Material provided
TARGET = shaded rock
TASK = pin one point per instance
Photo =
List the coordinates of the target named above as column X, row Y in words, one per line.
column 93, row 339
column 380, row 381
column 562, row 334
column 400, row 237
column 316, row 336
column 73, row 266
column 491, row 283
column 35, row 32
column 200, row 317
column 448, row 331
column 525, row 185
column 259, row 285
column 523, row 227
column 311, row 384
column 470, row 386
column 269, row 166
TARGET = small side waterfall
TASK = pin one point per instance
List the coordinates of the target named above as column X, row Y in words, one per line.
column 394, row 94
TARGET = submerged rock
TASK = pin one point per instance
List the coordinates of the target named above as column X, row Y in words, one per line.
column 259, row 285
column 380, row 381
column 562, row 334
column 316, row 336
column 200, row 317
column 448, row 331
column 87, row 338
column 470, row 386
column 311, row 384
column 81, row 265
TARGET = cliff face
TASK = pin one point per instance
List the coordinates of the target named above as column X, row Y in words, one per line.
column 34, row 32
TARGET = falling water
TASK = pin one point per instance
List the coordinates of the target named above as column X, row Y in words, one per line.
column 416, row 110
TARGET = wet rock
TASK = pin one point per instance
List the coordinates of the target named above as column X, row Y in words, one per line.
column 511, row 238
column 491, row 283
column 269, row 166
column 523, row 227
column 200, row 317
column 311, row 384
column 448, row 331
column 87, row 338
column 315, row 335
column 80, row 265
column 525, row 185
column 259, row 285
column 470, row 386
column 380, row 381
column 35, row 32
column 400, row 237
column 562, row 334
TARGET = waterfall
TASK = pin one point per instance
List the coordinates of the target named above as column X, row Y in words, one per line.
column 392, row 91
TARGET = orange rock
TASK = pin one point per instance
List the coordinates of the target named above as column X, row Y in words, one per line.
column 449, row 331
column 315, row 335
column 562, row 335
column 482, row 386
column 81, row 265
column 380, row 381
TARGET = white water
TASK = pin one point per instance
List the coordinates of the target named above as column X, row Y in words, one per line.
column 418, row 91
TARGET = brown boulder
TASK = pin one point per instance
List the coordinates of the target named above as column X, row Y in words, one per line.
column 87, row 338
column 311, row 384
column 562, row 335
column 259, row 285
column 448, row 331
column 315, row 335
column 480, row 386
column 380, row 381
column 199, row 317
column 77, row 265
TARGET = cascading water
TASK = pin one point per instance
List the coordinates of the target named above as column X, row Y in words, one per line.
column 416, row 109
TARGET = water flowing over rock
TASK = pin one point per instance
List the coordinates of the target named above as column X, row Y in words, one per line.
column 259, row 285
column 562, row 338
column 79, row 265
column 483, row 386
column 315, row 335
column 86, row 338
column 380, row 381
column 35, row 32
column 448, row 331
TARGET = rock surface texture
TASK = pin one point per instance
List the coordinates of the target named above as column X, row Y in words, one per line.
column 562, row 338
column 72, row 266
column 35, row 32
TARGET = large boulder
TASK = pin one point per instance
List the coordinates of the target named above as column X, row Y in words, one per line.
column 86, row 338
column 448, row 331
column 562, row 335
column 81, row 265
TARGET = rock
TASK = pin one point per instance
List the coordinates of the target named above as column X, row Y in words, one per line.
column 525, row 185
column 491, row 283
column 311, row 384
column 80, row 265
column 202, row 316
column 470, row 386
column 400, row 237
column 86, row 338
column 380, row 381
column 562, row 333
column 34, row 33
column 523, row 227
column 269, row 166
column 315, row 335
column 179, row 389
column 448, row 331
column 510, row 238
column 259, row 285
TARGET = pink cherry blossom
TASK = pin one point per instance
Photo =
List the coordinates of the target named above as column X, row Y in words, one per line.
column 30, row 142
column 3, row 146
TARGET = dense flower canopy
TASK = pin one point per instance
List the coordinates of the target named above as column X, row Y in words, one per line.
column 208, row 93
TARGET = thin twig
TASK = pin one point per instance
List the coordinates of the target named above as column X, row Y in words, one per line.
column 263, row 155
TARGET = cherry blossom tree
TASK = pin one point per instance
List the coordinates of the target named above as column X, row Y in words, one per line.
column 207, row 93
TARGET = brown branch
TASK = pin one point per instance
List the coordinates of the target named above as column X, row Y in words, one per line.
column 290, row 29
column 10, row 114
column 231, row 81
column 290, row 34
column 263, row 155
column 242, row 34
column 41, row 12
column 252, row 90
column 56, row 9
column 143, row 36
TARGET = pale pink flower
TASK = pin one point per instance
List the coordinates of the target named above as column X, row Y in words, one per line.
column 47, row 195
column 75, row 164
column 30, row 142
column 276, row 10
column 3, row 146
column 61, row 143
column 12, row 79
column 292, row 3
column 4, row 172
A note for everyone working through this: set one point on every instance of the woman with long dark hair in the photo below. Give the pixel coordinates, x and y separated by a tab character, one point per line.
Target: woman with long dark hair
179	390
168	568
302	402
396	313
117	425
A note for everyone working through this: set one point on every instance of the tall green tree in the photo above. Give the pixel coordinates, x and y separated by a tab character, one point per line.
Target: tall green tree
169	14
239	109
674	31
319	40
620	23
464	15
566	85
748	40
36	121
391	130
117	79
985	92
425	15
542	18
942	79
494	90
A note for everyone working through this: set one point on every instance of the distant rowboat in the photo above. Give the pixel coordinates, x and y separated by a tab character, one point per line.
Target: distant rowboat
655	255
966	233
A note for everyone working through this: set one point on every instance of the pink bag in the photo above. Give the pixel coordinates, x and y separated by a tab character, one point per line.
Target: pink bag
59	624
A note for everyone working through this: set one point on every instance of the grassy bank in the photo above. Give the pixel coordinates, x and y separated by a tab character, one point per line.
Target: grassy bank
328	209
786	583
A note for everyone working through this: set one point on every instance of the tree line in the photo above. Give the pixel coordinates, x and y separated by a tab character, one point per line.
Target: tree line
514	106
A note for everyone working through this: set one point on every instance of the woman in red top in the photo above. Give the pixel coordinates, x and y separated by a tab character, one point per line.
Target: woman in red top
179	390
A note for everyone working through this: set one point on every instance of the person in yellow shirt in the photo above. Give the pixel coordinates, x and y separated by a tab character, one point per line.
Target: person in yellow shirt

Problem description
Return exactly the lines from the one containing "the woman in" through the last line of the records above, both included, and nothing else.

Exercise output
A note for everyone working through this: set one point on every instance of the woman in red top in the photo above. Give the pixel coordinates, x and y separated by a tab character, one point per line.
Target: woman in red top
179	390
A note for everyone working through this: set one point on every instance of the person in yellow shirt in the photo above. Give the pixel coordinates, x and y separated by a tab character, one point per line.
Target: person in yellow shirt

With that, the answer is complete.